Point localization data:

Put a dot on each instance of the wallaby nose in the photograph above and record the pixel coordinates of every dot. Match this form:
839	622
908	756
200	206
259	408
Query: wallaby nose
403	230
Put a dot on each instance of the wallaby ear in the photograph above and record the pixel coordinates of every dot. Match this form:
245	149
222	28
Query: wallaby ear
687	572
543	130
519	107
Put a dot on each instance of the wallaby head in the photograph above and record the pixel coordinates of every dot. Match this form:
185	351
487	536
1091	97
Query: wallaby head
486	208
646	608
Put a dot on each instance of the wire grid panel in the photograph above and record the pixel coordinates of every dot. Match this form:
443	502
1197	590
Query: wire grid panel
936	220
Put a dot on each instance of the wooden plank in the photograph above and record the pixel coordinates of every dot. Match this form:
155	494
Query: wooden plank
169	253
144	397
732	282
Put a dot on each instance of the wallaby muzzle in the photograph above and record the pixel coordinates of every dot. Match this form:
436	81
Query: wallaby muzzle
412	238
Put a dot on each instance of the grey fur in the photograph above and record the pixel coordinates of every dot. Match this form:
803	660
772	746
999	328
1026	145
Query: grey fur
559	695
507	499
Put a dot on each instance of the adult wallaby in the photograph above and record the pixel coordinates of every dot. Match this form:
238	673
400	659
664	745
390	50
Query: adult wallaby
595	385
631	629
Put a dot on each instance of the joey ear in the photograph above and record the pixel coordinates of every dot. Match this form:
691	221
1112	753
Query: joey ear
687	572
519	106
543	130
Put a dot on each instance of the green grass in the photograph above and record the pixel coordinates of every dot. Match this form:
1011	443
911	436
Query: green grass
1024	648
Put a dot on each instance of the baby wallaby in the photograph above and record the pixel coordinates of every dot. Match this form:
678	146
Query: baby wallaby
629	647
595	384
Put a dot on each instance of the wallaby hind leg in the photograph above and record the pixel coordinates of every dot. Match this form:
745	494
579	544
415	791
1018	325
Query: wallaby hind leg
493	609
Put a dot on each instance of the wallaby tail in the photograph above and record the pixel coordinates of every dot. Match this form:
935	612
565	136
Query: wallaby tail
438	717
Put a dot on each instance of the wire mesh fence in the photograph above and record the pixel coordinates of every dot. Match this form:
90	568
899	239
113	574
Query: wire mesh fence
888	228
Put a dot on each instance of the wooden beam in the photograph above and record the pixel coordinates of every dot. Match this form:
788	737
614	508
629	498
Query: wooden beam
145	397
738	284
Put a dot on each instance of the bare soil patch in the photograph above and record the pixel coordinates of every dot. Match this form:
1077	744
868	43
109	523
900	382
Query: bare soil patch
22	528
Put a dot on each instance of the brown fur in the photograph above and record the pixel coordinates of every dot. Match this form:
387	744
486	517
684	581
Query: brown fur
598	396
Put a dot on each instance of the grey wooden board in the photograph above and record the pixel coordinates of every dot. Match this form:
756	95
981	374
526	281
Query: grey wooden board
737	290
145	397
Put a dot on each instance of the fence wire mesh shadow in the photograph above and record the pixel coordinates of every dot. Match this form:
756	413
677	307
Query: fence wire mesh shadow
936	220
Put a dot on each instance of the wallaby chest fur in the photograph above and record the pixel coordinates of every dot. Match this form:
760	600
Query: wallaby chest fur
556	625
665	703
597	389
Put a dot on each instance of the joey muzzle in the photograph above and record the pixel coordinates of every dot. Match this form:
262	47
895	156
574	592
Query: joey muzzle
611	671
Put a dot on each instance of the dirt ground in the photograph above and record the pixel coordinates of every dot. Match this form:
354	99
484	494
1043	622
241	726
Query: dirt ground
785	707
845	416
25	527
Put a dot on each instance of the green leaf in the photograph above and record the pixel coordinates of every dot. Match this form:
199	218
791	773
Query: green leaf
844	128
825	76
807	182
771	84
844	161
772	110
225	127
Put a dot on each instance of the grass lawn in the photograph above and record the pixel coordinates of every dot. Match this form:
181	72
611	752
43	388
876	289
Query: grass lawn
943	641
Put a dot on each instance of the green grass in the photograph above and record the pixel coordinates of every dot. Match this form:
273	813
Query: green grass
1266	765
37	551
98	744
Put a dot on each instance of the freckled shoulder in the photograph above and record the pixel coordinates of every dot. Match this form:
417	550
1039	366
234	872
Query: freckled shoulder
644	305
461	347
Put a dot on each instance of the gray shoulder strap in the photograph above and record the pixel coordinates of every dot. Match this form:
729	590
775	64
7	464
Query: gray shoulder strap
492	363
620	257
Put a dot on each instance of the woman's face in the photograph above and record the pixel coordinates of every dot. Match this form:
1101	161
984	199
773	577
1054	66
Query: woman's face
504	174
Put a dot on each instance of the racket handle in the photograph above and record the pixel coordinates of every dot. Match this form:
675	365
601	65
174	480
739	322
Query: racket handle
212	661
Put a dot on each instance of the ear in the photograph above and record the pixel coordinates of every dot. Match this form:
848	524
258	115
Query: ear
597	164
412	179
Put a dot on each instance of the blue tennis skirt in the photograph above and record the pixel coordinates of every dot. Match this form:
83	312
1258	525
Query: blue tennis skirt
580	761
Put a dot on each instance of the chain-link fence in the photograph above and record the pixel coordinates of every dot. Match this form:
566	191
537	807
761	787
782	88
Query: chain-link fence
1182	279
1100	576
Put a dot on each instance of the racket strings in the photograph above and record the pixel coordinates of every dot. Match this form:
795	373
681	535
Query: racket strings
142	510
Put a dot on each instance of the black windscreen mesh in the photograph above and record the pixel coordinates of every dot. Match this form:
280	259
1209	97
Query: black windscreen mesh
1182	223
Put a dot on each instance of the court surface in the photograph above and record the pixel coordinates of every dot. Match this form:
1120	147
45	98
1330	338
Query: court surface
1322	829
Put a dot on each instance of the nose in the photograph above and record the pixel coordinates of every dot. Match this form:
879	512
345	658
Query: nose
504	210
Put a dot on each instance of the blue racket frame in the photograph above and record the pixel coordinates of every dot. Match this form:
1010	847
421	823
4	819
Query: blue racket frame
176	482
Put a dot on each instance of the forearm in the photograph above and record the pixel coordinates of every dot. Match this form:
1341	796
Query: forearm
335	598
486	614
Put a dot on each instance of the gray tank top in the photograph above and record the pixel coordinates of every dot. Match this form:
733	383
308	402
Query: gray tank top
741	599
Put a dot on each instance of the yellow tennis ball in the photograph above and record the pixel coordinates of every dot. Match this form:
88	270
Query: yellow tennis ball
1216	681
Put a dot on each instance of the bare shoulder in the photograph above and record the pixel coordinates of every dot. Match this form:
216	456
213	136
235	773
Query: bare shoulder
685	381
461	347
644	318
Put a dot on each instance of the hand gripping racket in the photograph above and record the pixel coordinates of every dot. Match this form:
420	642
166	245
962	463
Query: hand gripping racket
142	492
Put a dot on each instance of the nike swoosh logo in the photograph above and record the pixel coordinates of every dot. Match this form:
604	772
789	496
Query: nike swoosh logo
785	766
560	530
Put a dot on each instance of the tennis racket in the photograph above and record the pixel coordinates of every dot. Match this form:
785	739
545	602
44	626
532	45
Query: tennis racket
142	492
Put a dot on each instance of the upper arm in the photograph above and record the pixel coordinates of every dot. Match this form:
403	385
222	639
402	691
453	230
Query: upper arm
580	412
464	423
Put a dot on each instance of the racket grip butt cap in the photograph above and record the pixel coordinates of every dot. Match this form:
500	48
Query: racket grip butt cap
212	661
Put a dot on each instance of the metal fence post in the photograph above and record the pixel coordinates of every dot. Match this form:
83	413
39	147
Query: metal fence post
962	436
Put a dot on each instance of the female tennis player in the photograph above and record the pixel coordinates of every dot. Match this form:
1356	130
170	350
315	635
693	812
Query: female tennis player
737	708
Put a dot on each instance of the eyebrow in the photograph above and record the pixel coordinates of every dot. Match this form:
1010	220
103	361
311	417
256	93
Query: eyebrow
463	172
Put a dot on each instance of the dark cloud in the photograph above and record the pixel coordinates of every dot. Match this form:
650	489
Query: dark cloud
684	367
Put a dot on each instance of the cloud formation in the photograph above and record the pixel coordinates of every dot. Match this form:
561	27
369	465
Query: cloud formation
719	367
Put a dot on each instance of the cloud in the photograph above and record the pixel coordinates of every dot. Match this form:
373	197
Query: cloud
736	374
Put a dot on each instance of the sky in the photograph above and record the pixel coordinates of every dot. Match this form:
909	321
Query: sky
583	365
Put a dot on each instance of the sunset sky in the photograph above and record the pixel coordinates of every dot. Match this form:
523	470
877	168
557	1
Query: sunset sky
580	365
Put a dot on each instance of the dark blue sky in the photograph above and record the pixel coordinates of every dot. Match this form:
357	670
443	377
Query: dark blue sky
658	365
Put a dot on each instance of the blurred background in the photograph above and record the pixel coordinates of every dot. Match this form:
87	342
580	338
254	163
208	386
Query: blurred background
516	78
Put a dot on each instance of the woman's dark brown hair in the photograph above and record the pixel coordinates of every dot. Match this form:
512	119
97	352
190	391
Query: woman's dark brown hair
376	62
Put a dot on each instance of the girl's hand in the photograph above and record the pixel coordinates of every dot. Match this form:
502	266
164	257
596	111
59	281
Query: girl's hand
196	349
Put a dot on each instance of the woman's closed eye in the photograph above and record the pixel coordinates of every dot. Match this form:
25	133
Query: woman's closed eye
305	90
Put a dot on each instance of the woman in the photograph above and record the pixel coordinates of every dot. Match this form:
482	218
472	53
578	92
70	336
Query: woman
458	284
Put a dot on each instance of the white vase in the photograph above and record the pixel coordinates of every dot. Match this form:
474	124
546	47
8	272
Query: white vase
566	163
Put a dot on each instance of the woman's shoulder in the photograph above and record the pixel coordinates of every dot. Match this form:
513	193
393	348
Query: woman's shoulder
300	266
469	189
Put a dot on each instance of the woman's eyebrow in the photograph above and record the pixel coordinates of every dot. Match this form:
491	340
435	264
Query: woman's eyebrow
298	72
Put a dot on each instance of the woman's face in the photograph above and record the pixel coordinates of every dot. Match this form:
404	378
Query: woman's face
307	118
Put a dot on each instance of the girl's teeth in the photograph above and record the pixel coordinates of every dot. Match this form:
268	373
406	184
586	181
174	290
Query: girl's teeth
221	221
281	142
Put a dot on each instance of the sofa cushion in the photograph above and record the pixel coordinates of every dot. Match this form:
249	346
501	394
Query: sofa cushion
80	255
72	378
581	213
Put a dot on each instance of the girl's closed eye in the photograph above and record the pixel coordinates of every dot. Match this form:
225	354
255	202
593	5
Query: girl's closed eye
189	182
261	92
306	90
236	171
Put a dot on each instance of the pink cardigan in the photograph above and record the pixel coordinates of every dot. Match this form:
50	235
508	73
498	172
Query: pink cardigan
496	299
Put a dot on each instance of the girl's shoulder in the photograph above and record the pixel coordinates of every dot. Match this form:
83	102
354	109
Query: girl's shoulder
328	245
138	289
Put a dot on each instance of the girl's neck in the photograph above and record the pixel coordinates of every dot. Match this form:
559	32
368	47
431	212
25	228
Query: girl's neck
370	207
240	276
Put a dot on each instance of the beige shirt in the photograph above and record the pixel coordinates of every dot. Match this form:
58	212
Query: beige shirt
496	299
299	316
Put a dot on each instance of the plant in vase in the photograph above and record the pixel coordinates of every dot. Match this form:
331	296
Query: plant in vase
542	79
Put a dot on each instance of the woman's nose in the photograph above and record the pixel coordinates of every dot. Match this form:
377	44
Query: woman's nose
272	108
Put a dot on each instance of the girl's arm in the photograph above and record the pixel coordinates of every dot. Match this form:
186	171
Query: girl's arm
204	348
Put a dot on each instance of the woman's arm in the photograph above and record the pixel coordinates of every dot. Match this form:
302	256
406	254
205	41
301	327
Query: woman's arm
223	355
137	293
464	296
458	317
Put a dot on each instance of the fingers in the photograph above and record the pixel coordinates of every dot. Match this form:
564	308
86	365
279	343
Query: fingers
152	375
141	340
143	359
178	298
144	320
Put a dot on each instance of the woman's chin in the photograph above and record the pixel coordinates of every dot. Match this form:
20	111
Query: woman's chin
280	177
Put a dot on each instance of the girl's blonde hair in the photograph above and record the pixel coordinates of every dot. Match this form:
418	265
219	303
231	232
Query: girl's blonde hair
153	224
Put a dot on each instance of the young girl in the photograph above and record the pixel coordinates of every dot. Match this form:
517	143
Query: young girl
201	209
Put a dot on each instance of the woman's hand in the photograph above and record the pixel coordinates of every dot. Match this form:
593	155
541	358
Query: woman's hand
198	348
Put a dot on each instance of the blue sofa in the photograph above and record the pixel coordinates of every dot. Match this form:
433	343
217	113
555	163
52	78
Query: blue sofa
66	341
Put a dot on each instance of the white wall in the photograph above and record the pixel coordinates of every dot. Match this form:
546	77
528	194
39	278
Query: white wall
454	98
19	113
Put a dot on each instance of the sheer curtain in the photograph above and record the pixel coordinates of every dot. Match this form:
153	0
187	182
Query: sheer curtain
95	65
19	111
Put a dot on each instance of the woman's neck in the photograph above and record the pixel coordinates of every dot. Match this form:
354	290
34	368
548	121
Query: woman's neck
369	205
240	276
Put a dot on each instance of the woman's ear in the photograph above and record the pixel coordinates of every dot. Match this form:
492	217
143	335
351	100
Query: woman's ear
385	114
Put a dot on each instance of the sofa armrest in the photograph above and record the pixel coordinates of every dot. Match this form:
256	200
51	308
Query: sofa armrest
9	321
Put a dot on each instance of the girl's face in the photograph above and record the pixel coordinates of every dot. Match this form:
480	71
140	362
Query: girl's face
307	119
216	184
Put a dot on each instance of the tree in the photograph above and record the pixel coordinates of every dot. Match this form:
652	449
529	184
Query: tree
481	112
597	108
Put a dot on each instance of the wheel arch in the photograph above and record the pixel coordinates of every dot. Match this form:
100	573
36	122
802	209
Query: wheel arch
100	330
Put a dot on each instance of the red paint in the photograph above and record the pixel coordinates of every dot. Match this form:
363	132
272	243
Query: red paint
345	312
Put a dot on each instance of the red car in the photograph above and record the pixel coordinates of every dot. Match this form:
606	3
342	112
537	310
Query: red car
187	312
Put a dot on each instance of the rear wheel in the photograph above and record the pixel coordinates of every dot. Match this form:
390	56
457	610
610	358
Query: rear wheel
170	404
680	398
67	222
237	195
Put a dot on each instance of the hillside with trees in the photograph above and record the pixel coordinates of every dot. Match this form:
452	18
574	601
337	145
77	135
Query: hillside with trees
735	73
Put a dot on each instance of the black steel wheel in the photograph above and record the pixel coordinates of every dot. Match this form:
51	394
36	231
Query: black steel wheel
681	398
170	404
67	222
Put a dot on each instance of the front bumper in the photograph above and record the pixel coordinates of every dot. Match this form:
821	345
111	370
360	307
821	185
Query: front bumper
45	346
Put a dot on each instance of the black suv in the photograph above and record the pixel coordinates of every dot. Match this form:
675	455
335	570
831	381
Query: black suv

### The task
Of the lines above, retype only those from the line containing "Query: girl's closed eye" through the line containing "Put a dot on each instance of the girl's arm", including both, exactly.

### Written solution
Query: girl's closed eye
189	182
261	92
306	90
236	171
Put a dot on each instance of the pink cardigan in the photograph above and record the pixel coordinates of every dot. Match this form:
50	235
508	73
498	172
Query: pink cardigan
496	299
Put a dot on each instance of the girl's shoulder in the photograph above and record the pixel coordinates of every dot. Match this form:
83	102
354	109
Query: girl's shoulder
328	245
138	289
Put a dot on each instance of the girl's neck in the photograph above and record the pixel coordinates of every dot. Match this form:
559	32
368	47
431	212
25	228
Query: girl's neck
370	207
240	276
Put a dot on each instance of the beige shirt in the photograph above and record the pixel coordinates of every dot. Match this form:
58	212
Query: beige shirt
496	299
299	316
Put a dot on each instance of the plant in vase in the photograph above and record the pixel coordinates of every dot. Match this form:
331	296
Query: plant in vase
542	79
Put a dot on each instance of the woman's nose in the photograph above and record the pixel coordinates of every dot. Match this form:
377	44
Query: woman's nose
272	108
Put a dot on each instance of the girl's arm in the photograph above and record the pixel coordinates of every dot. Match this form:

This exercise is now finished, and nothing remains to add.